Aim of the task ::
Which of the lines below contain the string "house"? Copy each one.

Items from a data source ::
========

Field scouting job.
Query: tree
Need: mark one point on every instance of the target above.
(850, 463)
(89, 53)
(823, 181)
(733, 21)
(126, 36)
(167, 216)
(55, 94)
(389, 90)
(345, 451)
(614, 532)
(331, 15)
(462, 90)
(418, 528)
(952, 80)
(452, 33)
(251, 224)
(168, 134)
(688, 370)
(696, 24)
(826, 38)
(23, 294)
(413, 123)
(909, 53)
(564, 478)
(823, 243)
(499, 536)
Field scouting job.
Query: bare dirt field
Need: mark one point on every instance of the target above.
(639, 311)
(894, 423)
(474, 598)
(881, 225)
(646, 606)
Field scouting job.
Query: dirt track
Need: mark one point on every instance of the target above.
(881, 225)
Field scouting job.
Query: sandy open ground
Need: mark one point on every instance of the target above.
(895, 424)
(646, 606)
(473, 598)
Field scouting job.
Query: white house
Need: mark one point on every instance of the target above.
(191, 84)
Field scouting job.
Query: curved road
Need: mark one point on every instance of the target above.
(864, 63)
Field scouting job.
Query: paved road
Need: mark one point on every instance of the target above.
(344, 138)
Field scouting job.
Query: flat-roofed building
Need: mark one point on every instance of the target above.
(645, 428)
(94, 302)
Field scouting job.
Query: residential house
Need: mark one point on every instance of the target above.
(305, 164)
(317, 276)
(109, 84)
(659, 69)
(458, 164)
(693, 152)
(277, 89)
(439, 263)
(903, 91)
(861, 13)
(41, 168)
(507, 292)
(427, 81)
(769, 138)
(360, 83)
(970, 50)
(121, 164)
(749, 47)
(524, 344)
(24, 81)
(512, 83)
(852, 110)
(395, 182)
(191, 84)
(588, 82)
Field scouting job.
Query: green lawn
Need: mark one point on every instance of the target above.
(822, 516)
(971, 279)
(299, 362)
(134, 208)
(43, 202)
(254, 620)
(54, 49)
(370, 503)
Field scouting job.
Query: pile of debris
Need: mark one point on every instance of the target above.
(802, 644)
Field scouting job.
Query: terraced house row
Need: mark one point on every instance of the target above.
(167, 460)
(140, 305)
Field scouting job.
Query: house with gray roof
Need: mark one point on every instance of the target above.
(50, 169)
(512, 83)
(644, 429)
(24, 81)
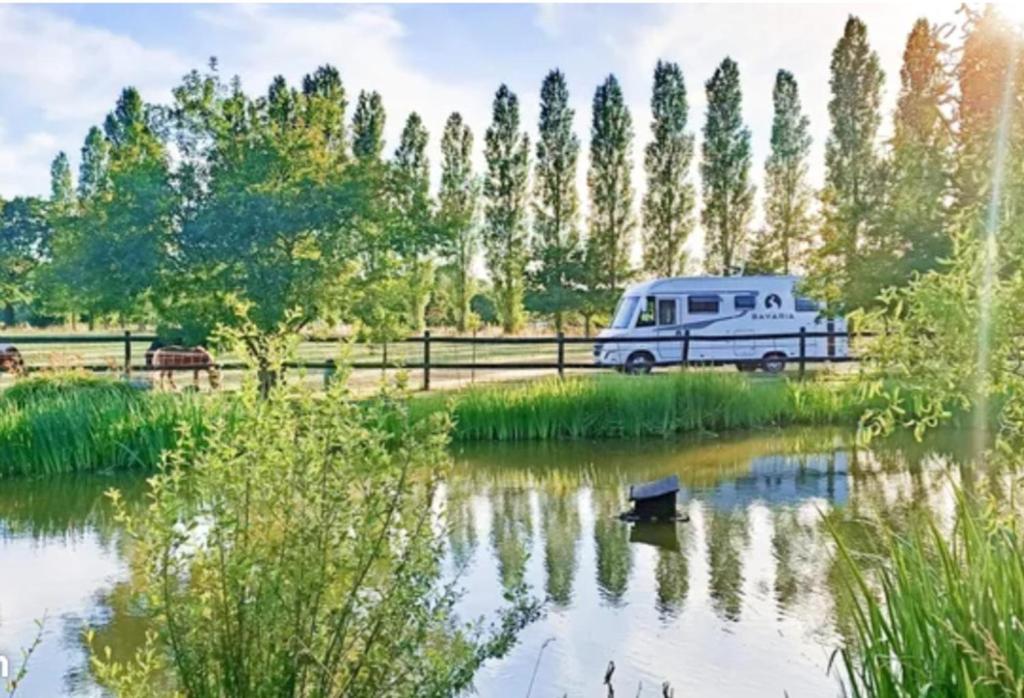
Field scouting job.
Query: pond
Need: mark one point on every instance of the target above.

========

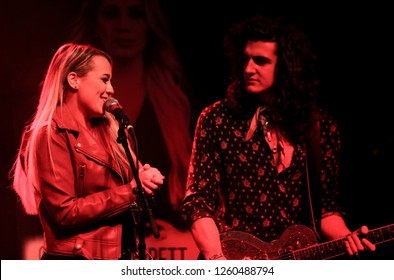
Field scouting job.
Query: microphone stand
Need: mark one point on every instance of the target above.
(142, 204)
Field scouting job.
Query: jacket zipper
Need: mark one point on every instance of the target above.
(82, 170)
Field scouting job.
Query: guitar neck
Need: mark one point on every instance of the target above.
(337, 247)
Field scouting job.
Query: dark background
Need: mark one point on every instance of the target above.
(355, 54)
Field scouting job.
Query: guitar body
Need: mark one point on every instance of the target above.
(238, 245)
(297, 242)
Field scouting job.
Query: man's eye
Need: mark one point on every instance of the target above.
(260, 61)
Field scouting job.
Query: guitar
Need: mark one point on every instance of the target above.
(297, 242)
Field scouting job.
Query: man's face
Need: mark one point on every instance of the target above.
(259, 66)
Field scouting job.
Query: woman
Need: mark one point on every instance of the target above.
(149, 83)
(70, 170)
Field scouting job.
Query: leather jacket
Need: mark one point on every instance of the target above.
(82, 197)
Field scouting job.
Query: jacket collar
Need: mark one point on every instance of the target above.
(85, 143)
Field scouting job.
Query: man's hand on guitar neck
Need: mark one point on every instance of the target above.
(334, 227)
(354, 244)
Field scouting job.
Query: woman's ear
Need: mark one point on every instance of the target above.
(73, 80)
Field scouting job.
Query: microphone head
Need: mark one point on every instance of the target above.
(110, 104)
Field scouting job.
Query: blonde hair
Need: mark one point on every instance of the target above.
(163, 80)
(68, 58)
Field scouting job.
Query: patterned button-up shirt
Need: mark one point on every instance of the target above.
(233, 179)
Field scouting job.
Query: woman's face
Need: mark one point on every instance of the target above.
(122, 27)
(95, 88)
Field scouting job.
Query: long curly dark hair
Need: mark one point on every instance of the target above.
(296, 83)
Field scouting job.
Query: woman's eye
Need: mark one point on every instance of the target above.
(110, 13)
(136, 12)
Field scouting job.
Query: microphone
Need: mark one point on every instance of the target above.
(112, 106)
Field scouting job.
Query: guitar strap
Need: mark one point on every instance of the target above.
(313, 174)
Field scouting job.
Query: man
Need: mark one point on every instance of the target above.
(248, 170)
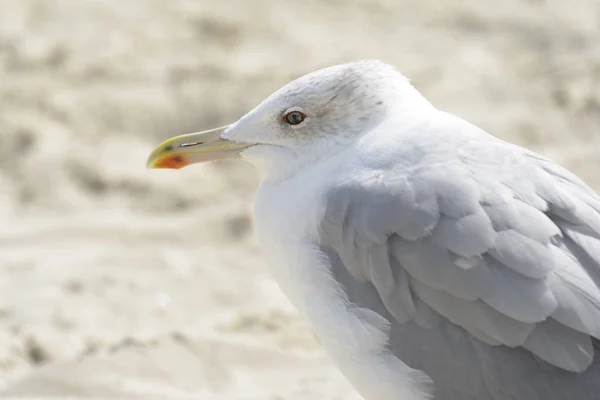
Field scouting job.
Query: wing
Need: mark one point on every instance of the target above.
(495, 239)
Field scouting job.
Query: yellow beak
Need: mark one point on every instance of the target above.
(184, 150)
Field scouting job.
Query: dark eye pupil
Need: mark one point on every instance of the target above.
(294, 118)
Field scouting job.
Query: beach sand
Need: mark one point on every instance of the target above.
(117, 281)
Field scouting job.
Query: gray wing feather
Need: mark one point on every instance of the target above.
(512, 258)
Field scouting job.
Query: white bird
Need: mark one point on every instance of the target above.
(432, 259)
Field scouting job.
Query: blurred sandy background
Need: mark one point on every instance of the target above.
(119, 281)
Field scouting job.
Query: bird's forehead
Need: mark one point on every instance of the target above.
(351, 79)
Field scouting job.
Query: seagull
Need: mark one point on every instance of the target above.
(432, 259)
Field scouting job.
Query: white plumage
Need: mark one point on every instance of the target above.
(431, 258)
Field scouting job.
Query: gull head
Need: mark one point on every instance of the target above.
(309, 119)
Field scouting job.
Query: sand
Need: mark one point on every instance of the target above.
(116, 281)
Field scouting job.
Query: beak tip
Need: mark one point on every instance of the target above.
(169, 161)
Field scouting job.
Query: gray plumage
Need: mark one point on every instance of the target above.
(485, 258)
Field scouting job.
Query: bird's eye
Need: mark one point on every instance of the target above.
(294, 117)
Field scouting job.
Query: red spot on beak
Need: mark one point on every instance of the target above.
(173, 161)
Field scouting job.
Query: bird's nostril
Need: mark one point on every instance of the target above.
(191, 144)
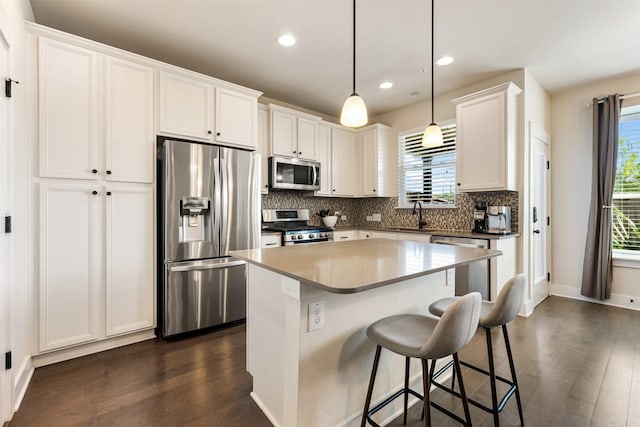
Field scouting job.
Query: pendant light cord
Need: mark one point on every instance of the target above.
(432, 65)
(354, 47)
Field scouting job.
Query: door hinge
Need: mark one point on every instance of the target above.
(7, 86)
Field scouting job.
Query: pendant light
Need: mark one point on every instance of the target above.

========

Answer to this problem ::
Query: white house
Query: residential house
Query: terraced house row
Query: house with gray roof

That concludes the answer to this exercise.